### Goal
Pull out each line from the entries below that contains the word "foliage". Uppercase and lowercase count as different.

### Raw records
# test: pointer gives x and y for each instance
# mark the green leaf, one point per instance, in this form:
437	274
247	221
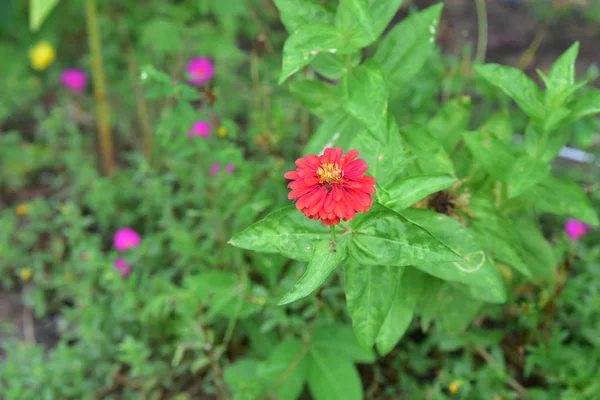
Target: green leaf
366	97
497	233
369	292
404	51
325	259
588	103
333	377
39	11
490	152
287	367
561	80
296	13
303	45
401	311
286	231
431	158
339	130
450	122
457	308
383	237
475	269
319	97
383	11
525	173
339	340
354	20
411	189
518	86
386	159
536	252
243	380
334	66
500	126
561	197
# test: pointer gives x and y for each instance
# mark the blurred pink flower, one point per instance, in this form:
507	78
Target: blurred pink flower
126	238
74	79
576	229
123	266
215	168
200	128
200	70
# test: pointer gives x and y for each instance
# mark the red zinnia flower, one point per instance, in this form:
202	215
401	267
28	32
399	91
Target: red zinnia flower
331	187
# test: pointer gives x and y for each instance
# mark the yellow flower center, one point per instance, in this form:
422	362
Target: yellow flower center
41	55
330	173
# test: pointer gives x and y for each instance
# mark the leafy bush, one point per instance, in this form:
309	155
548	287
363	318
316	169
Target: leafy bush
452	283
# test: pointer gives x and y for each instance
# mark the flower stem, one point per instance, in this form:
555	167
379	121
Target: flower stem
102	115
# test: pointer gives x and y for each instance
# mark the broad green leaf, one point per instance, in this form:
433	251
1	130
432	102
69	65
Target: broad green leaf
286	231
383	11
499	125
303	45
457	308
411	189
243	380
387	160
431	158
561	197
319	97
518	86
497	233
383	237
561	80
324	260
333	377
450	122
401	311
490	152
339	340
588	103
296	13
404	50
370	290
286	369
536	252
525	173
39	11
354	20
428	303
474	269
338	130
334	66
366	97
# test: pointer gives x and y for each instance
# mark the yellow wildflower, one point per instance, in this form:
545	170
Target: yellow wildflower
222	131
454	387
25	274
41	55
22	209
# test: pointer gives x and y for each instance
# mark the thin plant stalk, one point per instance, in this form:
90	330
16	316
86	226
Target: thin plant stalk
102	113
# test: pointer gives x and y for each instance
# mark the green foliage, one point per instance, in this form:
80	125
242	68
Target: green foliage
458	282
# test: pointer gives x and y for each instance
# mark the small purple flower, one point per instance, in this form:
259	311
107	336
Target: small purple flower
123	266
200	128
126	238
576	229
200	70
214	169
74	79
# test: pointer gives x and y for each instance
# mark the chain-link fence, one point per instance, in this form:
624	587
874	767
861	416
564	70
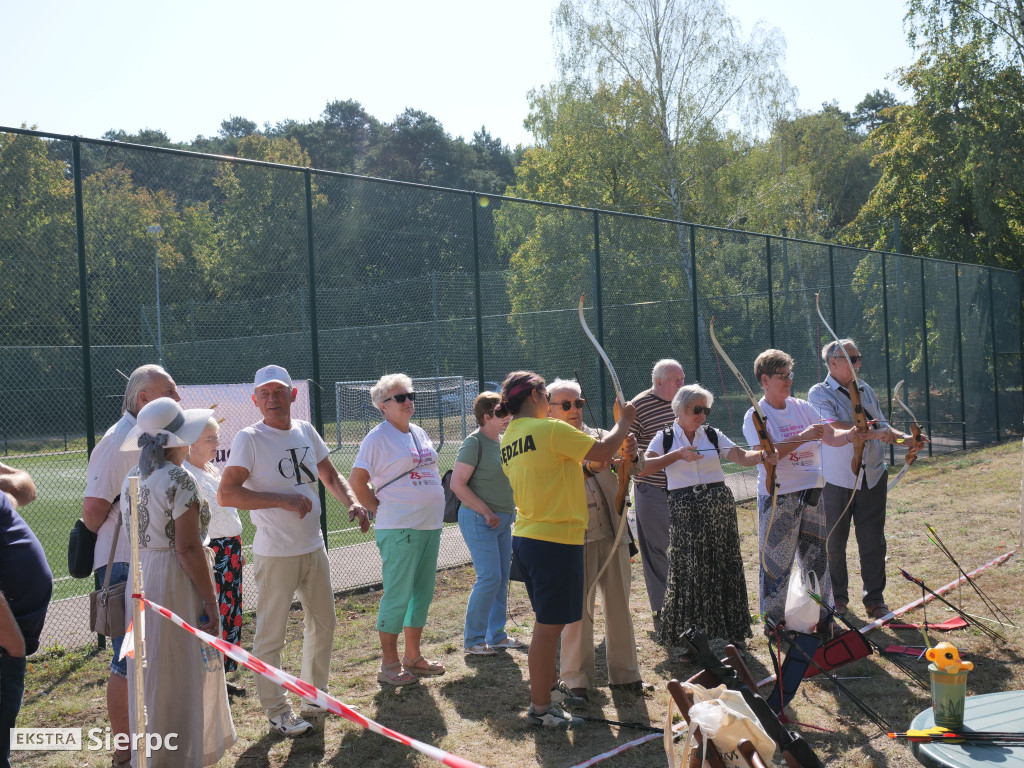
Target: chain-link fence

### Answer to the task
# mark the green foliage, one point per instance, in this form:
Target: green foliage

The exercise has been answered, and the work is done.